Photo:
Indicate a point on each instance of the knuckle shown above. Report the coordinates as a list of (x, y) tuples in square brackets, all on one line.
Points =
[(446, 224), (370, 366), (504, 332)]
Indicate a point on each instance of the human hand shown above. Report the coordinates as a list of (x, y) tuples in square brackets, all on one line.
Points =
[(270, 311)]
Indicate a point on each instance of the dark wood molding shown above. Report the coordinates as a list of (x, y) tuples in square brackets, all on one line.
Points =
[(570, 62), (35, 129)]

•••••

### What you have to do
Change every "tuples" in the records to "pairs", keeping all other text the same.

### Response to the task
Photo:
Indicate a point on each instance of the knuckle shown above. Report the coordinates as a list of (x, y) pairs in square brackets, all on one line.
Points =
[(446, 224), (370, 366), (504, 332)]
Indicate a point on each instance of the human hand shown above. Report the coordinates as a list of (x, y) pairs in square brackets, all on one line.
Points =
[(270, 311)]
Indicate a point on each instance of the dark wood molding shown above. Report the coordinates as a list of (x, y) pairs in square brackets, all on one line.
Points =
[(570, 62), (35, 129)]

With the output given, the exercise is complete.